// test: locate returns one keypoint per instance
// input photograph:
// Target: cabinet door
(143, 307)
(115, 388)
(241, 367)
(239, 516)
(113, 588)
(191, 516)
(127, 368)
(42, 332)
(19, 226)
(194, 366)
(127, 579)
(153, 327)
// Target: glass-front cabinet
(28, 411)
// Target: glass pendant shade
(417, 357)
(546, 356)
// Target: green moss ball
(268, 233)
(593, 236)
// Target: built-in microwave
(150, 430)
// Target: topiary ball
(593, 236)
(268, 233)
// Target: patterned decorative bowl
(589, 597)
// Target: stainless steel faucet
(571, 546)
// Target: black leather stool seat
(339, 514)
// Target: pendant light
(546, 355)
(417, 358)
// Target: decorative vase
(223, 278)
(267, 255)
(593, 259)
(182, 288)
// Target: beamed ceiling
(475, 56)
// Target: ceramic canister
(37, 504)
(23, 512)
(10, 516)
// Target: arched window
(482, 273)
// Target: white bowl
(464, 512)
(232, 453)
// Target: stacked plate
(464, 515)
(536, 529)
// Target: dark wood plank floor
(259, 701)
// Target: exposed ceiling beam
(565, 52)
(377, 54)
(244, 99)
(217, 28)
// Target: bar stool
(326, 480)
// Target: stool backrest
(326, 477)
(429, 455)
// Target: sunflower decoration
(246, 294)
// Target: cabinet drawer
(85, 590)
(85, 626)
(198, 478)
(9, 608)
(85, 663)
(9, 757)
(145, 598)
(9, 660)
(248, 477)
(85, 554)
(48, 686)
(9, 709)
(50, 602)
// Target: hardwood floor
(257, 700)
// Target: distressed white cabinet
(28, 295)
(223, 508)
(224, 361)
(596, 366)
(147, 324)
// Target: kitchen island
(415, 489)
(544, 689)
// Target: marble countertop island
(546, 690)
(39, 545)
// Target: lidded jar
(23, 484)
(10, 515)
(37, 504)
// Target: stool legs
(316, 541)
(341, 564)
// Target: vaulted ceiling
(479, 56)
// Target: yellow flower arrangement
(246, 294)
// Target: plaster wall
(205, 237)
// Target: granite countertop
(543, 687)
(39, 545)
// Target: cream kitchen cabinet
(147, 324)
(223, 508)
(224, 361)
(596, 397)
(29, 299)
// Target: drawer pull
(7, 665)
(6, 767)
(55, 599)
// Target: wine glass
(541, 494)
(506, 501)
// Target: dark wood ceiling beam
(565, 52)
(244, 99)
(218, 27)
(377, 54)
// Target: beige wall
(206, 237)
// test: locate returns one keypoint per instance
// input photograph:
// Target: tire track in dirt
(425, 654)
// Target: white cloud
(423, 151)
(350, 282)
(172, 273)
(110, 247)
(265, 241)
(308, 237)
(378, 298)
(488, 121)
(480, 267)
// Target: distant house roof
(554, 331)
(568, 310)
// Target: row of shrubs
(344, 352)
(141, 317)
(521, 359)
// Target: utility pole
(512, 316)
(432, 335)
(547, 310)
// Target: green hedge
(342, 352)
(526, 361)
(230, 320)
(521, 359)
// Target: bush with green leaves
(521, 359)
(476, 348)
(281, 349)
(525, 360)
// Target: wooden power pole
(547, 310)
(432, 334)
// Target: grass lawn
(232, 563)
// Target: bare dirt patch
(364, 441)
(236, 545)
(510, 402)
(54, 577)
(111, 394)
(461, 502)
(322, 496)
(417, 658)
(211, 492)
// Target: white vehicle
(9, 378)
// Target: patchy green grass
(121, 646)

_ _ _ _ _ _ _

■ **Task statement**
Give back each record exactly, from the first line through the last.

■ **Exercise output**
// test: locate returns one keypoint per instance
// input photograph:
// Target: cabinet door
(143, 307)
(115, 388)
(241, 367)
(239, 516)
(113, 588)
(191, 516)
(127, 368)
(42, 332)
(19, 226)
(194, 366)
(127, 579)
(153, 327)
// Target: glass-front cabinet
(28, 411)
// Target: glass pendant shade
(417, 357)
(546, 356)
// Target: green moss ball
(268, 233)
(593, 236)
// Target: built-in microwave
(150, 430)
// Target: topiary ball
(593, 236)
(268, 233)
// Target: patterned decorative bowl
(589, 597)
// Target: stainless steel faucet
(571, 546)
// Target: black leather stool seat
(339, 514)
// Target: pendant light
(546, 355)
(417, 358)
// Target: decorative vase
(223, 278)
(267, 255)
(593, 259)
(182, 288)
// Target: beamed ceiling
(475, 56)
// Target: ceramic canister
(37, 504)
(23, 512)
(10, 516)
// Target: arched window
(482, 273)
// Target: white bowl
(464, 512)
(232, 453)
// Target: stacked plate
(464, 515)
(536, 529)
// Target: dark wood plank floor
(259, 701)
// Target: exposed ceiling beam
(565, 52)
(377, 54)
(244, 99)
(217, 28)
// Target: bar stool
(326, 480)
// Target: stool backrest
(326, 477)
(429, 455)
// Target: sunflower decoration
(246, 294)
// Target: cabinet drawer
(85, 590)
(85, 626)
(198, 478)
(9, 608)
(85, 663)
(9, 757)
(145, 598)
(9, 660)
(248, 477)
(85, 554)
(48, 686)
(9, 709)
(50, 602)
// Target: hardwood floor
(257, 700)
// Target: distressed white cabinet
(28, 295)
(223, 508)
(224, 361)
(596, 366)
(147, 324)
// Target: kitchen island
(415, 489)
(544, 689)
// Target: marble countertop island
(546, 690)
(39, 545)
// Target: lidded jar
(23, 484)
(10, 515)
(37, 504)
// Target: stool legs
(316, 541)
(341, 564)
// Target: vaulted ceiling
(479, 56)
// Target: yellow flower arrangement
(246, 294)
// Target: plaster wall
(205, 237)
// Target: granite countertop
(543, 687)
(39, 545)
// Target: cream kitchen cabinet
(147, 324)
(223, 508)
(224, 361)
(596, 397)
(29, 299)
// Target: drawer pull
(7, 665)
(6, 767)
(55, 599)
// Target: wine glass
(541, 494)
(506, 501)
// Target: dark wood ceiling beam
(565, 52)
(244, 99)
(218, 27)
(377, 54)
// Target: beige wall
(206, 237)
// test: locate returns one keypoint per instance
// input photograph:
// Target: tire track in dirt
(425, 654)
// Target: white cloud
(423, 151)
(350, 282)
(172, 273)
(110, 247)
(265, 241)
(308, 237)
(378, 298)
(488, 121)
(480, 267)
// Target: distant house roof
(554, 331)
(568, 310)
// Target: row of shrubs
(344, 352)
(141, 317)
(521, 359)
// Target: utility pole
(512, 316)
(432, 335)
(547, 310)
// Target: green hedge
(342, 352)
(526, 361)
(230, 320)
(521, 359)
// Target: bush with green leaves
(521, 359)
(476, 348)
(281, 349)
(525, 360)
// Target: wooden power pole
(547, 310)
(432, 334)
// Target: grass lawn
(232, 563)
// Target: bare dirt patch
(364, 441)
(236, 545)
(510, 402)
(54, 577)
(111, 394)
(461, 502)
(322, 496)
(417, 658)
(211, 492)
// Target: white vehicle
(9, 378)
// Target: patchy green grass
(121, 646)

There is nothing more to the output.